EXTRACT PROVIDED.
It’s no secret that shiitake mushrooms are one of the healthiest foods on the planet, used extensively in ancient Chinese medicine.

Scientists have now proven that shiitake mushrooms offer antiviral, cholesterol-lowering and cardiovascular support, and amazingly, properties in just the right amounts to augment the immune system, revving it up or leveling it off where needed.


Immune cells called macrophage, for instance, are responsible for identifying and removing potentially cancerous cells from the body, including colon cancer cells; enzymes called cytochrome are known to metabolize carcinogens in the body.

Lentinan, a potent antifungal protein in shiitake mushrooms, was found to have cancer-preventing properties. One study resulted in slower development of smaller tumors after oral treatment with lentinan. It also exhibited a reduction in the negative effects in the progression of HIV and ability of leukemia cells to proliferate.

Another study found that the spores (mycelia) of shiitake mushrooms can have protective abilities on the liver, suppress inflammation, and even have cancer-preventive properties for patients with chronic hepatitis.


Two fresh shiitake mushrooms isolated on white background

At the same time, shiitakes enjoy gourmet status in the culinary world, which is why they’re carefully produced through the labor-intensive method of forest farming. Sliced and sautéed with butter and parsley, they release a tantalizing flavor unknown to other foods.

[Data items]
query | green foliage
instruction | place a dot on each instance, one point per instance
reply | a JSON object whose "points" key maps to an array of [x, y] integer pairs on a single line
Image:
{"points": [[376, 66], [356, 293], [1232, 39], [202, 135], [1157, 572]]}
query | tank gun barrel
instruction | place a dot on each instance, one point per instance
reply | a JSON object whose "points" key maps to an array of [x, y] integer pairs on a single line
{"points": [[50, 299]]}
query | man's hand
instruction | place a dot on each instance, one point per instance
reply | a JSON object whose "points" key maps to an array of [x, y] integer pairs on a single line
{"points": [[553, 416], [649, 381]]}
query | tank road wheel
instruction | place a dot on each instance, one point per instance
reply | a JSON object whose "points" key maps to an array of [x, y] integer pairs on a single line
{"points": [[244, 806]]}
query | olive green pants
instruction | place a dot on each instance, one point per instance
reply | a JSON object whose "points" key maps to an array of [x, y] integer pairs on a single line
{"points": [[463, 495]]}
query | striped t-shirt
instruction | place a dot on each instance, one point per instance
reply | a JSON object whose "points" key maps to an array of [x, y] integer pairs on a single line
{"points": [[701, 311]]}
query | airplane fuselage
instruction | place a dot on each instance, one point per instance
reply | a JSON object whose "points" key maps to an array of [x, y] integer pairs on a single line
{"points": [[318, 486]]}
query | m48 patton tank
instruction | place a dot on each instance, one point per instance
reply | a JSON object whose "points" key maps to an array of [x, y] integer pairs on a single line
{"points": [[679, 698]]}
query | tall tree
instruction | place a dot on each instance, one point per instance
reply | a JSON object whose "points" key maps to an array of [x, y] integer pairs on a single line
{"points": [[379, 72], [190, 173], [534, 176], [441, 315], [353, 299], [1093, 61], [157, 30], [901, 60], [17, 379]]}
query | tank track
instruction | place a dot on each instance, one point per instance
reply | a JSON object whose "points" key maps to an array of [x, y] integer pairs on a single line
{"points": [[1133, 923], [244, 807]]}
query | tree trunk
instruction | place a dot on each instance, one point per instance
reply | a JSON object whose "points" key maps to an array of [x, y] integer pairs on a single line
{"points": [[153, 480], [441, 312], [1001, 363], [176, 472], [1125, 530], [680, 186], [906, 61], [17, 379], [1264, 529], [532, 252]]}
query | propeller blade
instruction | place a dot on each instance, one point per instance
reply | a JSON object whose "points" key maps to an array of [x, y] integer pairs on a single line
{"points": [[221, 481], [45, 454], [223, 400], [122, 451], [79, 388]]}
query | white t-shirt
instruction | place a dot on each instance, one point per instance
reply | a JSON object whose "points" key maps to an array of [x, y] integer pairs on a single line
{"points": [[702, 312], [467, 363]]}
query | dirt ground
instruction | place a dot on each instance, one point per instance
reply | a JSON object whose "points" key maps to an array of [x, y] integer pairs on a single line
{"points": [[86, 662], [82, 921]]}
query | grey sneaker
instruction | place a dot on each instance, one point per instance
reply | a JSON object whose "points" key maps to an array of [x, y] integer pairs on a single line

WHAT TO WORK ON. Repeat word for word the part of the shiitake mushroom passage from "Scientists have now" to "off where needed.".

EXERCISE SOLUTION.
Scientists have now proven that shiitake mushrooms offer antiviral, cholesterol-lowering and cardiovascular support, and amazingly, properties in just the right amounts to augment the immune system, revving it up or leveling it off where needed.